PROMPT
Using the listing below, copy exactly the lines from the one containing "Target: black wetsuit" to the one containing "Target: shadow on water", both lines included, and no others.
- Opening Delimiter -
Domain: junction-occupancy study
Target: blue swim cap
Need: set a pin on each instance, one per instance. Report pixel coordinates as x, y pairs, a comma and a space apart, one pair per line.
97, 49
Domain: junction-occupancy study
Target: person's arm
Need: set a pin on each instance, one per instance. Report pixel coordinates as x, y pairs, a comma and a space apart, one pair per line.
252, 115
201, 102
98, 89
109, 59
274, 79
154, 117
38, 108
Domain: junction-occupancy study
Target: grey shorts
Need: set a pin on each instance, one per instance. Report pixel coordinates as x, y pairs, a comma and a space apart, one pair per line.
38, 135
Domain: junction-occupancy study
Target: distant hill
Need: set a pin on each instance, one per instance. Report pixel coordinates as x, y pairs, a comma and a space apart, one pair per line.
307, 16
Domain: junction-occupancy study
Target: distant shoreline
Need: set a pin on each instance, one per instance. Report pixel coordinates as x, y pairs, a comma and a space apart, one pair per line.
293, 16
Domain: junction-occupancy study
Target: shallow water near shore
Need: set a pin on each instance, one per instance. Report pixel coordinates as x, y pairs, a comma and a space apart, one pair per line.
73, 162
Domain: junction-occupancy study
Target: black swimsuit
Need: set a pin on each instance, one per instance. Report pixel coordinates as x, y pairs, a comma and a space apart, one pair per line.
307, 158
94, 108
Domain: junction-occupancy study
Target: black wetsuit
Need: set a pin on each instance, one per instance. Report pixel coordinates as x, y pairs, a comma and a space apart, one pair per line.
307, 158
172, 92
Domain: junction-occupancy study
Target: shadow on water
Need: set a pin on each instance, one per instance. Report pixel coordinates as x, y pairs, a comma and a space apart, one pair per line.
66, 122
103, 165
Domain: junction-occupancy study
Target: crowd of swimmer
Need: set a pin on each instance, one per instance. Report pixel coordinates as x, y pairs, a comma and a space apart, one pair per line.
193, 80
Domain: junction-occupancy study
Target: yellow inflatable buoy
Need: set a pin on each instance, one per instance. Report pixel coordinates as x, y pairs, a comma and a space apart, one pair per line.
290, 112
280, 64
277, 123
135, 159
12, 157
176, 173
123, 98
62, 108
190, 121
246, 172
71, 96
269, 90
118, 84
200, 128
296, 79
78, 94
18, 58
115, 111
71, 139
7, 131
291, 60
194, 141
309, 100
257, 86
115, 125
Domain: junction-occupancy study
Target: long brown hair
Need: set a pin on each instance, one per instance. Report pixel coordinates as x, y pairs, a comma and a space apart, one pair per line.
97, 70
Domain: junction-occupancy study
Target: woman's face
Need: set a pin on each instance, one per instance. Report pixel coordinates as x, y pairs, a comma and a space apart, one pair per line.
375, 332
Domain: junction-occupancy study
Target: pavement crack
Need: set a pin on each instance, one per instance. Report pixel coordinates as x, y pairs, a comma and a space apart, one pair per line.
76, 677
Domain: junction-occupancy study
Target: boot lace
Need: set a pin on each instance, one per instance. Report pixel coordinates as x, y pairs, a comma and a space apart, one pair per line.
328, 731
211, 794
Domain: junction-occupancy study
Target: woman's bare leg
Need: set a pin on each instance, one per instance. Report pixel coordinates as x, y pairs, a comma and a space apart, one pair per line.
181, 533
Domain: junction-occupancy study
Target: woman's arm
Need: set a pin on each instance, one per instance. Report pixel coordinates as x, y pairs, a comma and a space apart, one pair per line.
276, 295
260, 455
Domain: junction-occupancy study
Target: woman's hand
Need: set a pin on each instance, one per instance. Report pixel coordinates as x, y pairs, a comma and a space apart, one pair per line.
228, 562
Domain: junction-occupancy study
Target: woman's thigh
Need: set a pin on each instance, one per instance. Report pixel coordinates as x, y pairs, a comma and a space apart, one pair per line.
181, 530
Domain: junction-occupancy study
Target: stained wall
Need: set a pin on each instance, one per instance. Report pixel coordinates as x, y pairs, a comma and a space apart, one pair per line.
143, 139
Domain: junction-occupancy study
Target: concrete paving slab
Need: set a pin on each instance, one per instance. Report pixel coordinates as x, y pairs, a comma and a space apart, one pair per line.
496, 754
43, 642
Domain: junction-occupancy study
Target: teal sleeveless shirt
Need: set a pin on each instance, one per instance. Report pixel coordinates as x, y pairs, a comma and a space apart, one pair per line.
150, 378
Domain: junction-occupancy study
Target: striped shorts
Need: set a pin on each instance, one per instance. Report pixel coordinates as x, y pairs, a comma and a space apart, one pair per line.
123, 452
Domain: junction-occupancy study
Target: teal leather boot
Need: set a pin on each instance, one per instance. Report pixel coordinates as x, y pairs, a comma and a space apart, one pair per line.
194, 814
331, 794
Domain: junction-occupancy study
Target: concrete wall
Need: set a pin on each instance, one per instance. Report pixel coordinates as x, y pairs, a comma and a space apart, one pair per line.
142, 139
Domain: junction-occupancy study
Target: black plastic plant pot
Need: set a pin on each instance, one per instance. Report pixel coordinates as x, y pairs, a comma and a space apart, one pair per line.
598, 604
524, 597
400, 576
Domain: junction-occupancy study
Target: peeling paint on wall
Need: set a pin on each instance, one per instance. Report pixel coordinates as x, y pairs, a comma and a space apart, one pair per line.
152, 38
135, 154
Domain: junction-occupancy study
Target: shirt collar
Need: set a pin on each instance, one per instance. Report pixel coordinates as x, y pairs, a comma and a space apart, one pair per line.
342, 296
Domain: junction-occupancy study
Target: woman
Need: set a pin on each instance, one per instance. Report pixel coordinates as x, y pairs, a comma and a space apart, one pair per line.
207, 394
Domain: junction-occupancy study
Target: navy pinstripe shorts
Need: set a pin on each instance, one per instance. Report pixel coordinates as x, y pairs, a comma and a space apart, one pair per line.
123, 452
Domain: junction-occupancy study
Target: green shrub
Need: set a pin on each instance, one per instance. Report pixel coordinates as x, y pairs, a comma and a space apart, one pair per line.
- Closing Delimiter -
RESPONSE FOR THIS EXERCISE
Target: black wetsuit
Need: set a pin on each instance, one per instance. Report pixel coordinates as x, y pairs, a comma and a space apart, one pair per line.
307, 158
172, 92
Domain: junction-occupancy study
Target: shadow on water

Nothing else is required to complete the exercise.